Exercise details >>
The records appear below. Copy each one exactly.

Dataset entries:
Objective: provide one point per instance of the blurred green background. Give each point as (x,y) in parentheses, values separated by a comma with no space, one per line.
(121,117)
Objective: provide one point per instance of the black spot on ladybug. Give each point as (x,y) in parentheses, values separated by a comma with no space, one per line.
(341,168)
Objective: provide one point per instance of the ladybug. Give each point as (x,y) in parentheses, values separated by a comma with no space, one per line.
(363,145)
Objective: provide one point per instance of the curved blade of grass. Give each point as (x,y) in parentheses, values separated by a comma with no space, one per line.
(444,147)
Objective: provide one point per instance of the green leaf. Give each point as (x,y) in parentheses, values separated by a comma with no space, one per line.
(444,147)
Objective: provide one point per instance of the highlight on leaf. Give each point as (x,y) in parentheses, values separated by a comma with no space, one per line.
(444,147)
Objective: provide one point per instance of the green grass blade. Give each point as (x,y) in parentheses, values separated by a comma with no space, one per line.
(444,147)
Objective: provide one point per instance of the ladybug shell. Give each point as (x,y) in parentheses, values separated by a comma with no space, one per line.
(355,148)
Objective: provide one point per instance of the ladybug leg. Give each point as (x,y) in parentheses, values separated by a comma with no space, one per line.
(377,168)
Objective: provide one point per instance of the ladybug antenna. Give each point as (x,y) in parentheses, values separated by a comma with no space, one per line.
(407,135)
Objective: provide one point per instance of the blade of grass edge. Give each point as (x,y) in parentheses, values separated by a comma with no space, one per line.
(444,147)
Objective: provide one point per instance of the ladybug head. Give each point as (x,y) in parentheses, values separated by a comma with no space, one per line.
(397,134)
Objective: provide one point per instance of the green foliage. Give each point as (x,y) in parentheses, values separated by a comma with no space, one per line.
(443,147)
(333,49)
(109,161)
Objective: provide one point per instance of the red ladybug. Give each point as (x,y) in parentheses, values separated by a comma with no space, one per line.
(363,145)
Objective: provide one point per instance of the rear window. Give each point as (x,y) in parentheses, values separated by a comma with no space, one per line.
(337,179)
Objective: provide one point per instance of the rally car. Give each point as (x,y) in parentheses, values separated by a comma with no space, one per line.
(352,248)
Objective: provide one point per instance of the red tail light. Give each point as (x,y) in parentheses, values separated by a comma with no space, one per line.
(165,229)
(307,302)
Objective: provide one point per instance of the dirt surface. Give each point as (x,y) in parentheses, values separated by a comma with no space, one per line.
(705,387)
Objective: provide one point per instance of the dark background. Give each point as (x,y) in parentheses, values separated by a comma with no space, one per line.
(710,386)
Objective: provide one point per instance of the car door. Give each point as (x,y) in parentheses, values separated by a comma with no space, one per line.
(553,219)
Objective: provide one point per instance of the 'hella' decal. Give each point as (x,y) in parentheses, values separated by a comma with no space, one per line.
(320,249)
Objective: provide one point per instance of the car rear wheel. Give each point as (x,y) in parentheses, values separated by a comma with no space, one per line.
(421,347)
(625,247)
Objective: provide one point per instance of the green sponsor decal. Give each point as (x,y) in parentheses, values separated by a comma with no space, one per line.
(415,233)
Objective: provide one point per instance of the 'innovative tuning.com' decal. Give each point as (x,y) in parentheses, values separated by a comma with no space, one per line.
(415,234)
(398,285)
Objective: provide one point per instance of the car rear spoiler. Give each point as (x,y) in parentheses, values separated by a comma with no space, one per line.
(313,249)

Reply to the task >>
Objective: provide one point per instance of the blurred green background. Give each point as (x,y) in parentheses, values separated by a comma with no space, one per line.
(121,117)
Objective: provide one point per instance of the black spot on ladybug. Give each point as (x,y) in parentheses, values separated by a comma with no space, one per line.
(341,168)
Objective: provide one point per instance of the ladybug. Give each point as (x,y) in parentheses, values separated by a comma with no space, one per line.
(363,145)
Objective: provide one point per instance of the curved blade of grass. Give each point as (x,y) in parentheses, values separated by a comma with no space, one per line.
(444,147)
Objective: provide one point per instance of the green leaf. Give each point as (x,y) in parentheses, values separated by a comma with no space, one per line.
(444,147)
Objective: provide one point per instance of the highlight on leaf. Give each point as (x,y) in parentheses, values separated by a comma with no space, one per line.
(444,147)
Objective: provide one point per instance of the green grass blade. Give each point as (x,y) in parentheses, values separated by a comma with no space, one per line.
(444,147)
Objective: provide one point per instance of the ladybug shell. Give each point as (x,y) in parentheses, values separated by a comma with no space, one per line.
(355,148)
Objective: provide one point per instance of the ladybug leg. Give each point as (x,y) in parentheses, values separated by a comma with no space, one per line.
(377,168)
Objective: provide one point per instance of the ladybug antenna. Give each point as (x,y) in parentheses, values separated by a comma with no space, one per line.
(407,135)
Objective: provide one point per instance of the blade of grass edge. Give each point as (x,y) in parentheses, values separated by a comma with no space, one per line.
(444,147)
Objective: provide one point per instance of the ladybug head. Give each point as (x,y) in parentheses, values separated by a comma with no space, one per line.
(397,134)
Objective: provide one point per instance of the green foliage. Give each point as (x,y) in parentheses, values separated by a comma with no space, one per line.
(443,147)
(333,49)
(109,161)
Objective: provide one point per instance of the red ladybug. Give each point as (x,y) in parentheses, values separated by a comma with no space, one per line.
(363,145)
Objective: provide one point per instance of the rear window. Give each point as (x,y) in parentheses, values separated by a comma with no space, one per line.
(337,179)
Objective: provide one point per instance of the rally car. Give each point as (x,y) in parentheses, values separated by a comma with no space, one per line.
(352,248)
Objective: provide one point per instance of the red tail light. Give each point as (x,y) in parentheses, values separated by a comma with no space, one per line.
(165,229)
(307,302)
Objective: provide one point per instance of the dirt surface. Give each point as (x,y) in parentheses, values separated by a comma with no space, one per line.
(705,387)
Objective: provide one point per instance of the dark background. Give each point as (x,y) in parentheses, values separated by a comma with no space, one per line.
(710,386)
Objective: provide one point per instance of the car door. Give each point as (x,y) in parentheses, values separated by a comma with no space, one per line.
(553,219)
Objective: provide one point per instance of the 'hella' decal. Give each point as (x,y) in parentheses, values separated by a comma with no space, one per line.
(320,249)
Objective: provide one point per instance of the car rear wheel. Give each point as (x,y) in parentheses, values separated by a comma with no space, one per line.
(421,347)
(625,247)
Objective: provide one point per instance of the green sponsor decal. Give each point as (x,y) in parentheses, values separated by a comma with no space, one per line.
(415,233)
Objective: provide one point per instance of the 'innovative tuning.com' decal. Give each point as (x,y) in parentheses, values separated by a comma with no space, one per line.
(415,234)
(398,285)
Objective: provide one point per instance of the car rear spoiler. Give each point as (x,y) in parentheses, values separated by a comma with no space, one per line.
(313,249)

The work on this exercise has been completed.